## Provided passage
....................

I’ve always had dreams and feelings, and they often come true. My primary gift is claircognizance. I just know stuff. I didn’t have a name for any of these things though until I got into secondary school. 

In secondary school. I saw a couple of things about my zodiac sign in my older cousin’s slum book, and the 11-year-old me was hooked because it was so fascinating. 

I made a copy of her slum book with all the information about the zodiac signs, and when I got back to school, I shared what I’d learned with my friends. We began discussing astrology, art, spirituality and everything in between — very thrilling, often hilarious conversations.

How did this interest solidify? 

Sometime in 2019 or 2020, I was 20 and in love with someone who was a Libra. I’d had crushes on people I thought I was in love with before, but they paled in comparison to what I felt for this person. And because of how I am, I wanted to know why it felt so different, so I started digging. 

At this time, I wasn’t into sun-sign astrology, which most people do, I’d delved into things like birth charts. 

But it was still a casual interest until I met this person.

ALSO READ: I Love Jesus, But I’m A Closet Lesbian

Your experience with this person was a turning point then?

....................

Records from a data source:
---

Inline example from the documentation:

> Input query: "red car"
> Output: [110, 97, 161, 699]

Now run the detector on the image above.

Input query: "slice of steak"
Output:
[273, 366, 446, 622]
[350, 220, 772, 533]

....................

## Exercise description
In the provided passage, where did the speaker first see information about their zodiac sign?

## Response area
In an older cousin's slum book.